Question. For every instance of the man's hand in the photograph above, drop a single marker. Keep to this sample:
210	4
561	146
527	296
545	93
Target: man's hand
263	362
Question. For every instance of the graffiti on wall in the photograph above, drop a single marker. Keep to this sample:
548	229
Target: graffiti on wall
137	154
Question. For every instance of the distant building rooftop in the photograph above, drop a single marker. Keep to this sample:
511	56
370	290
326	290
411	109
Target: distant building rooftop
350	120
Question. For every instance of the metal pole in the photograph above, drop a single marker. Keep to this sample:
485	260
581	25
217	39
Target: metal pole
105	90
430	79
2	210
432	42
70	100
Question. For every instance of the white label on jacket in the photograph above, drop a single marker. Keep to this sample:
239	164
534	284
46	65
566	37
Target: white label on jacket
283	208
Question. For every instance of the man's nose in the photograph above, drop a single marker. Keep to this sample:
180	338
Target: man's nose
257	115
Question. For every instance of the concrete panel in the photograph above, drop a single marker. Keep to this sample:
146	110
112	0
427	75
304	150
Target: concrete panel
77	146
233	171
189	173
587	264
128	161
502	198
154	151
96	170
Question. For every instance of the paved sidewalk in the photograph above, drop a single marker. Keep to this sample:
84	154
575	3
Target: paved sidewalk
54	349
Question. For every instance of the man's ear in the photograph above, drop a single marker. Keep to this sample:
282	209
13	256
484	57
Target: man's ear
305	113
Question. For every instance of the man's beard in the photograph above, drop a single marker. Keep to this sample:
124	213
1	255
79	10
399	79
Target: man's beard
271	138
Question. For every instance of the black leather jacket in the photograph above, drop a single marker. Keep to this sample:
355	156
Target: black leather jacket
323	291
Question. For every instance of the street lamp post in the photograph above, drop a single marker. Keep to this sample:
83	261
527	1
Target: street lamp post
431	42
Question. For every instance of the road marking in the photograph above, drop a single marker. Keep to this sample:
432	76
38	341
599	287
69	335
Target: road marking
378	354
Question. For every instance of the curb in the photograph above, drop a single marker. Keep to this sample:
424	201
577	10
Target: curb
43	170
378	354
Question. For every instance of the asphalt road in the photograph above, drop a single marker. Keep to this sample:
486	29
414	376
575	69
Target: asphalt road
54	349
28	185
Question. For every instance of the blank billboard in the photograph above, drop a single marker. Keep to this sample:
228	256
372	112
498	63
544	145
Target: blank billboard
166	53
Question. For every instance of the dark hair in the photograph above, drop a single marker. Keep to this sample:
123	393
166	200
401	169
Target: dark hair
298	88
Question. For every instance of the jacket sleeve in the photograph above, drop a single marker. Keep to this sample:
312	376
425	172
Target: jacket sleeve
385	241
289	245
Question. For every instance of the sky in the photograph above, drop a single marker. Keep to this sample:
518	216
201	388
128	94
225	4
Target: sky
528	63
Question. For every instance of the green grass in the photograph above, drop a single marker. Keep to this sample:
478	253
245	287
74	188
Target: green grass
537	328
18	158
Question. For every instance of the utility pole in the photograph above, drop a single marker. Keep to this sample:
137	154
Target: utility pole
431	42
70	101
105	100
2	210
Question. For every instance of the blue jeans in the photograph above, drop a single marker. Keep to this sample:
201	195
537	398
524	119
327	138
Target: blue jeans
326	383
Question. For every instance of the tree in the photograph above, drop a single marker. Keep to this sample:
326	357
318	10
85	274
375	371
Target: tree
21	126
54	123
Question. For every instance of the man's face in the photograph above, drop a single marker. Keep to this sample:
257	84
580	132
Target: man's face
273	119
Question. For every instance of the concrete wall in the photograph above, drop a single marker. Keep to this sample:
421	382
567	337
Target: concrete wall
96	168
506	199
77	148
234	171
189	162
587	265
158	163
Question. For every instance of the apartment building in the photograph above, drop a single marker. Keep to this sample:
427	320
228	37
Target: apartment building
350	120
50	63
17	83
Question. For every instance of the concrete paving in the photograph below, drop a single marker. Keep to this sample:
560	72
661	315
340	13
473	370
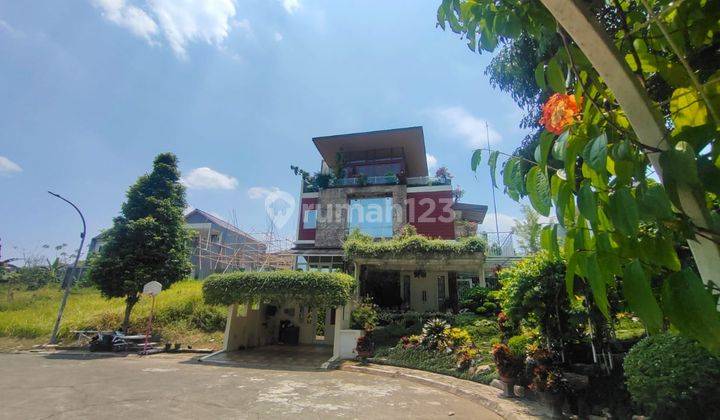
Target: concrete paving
70	386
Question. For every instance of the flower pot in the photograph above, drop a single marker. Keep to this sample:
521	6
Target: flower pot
553	401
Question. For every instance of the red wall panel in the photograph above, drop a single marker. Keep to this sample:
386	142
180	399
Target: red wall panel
431	213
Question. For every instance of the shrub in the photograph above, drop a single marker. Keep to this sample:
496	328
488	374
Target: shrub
474	298
458	337
355	246
364	317
519	344
669	376
507	364
464	319
435	333
533	294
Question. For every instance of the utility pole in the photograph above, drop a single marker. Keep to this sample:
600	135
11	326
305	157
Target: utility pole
492	186
68	286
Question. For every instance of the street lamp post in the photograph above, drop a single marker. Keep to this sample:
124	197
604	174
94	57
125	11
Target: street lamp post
53	338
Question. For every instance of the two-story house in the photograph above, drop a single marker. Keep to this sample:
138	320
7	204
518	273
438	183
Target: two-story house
377	182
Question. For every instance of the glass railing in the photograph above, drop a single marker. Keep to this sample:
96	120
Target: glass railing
421	181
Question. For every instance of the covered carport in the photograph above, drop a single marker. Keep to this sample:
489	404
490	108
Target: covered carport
276	314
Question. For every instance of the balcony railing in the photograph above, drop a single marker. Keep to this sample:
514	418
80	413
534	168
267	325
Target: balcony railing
314	186
421	181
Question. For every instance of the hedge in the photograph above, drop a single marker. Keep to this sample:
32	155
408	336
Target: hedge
307	288
412	245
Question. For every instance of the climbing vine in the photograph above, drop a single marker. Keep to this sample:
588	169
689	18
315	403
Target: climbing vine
589	165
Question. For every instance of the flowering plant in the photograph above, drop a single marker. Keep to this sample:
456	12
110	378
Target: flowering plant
560	111
443	173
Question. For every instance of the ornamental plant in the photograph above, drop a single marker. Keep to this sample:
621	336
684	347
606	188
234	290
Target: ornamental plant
591	161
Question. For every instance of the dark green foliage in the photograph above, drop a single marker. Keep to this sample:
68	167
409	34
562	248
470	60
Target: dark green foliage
533	294
474	298
364	317
313	289
359	246
148	241
431	361
672	377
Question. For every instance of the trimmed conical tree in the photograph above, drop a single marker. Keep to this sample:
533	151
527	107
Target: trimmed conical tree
148	241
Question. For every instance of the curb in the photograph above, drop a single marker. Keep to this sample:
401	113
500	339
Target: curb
484	395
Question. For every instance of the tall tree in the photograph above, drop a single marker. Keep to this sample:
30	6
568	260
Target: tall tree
528	230
148	241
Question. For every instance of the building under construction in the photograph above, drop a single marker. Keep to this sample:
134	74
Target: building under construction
219	246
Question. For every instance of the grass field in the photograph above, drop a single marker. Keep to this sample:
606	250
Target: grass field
27	317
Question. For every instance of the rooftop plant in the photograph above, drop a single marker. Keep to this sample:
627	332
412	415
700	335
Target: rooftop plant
308	288
363	246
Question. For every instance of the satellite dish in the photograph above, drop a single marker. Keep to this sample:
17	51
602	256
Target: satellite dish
152	288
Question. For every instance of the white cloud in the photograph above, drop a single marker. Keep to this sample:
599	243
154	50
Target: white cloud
505	223
291	5
181	22
466	126
256	193
208	179
8	167
432	160
128	16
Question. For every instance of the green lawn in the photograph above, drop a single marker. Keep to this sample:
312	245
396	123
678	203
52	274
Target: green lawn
27	317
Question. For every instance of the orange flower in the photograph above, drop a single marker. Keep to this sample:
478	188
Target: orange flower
559	112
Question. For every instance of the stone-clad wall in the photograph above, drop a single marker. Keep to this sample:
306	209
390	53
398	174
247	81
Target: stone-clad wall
331	228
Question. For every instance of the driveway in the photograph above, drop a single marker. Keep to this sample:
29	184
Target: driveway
63	385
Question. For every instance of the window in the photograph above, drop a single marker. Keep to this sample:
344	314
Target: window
325	264
309	219
373	216
441	290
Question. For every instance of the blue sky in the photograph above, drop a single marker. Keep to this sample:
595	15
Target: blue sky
92	90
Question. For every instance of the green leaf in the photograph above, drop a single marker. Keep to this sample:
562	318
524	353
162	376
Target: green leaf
654	201
560	147
538	189
587	203
564	199
595	153
546	141
492	162
476	159
570	275
540	76
692	309
687	108
554	76
638	294
624	212
512	178
598	284
548	240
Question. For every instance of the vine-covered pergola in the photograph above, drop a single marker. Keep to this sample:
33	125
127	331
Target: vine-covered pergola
312	289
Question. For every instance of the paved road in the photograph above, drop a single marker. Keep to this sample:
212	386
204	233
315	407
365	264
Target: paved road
64	386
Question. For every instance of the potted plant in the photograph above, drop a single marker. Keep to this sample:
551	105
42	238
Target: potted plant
364	347
443	175
322	180
547	381
508	366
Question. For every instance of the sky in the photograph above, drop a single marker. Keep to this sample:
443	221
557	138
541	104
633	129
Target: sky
92	90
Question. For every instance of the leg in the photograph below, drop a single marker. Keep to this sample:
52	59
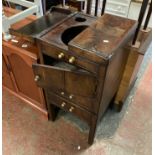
::::
[Exercise] From the records above, copy each line where the word "below" can be found.

[Answer to this exercise]
Question. For every instance of the concrete paving in the photograph below, drop a single marker. Keep to this sample:
Question. For every instance of the leg in the photograph below, drop a single marker. Keep to this sample:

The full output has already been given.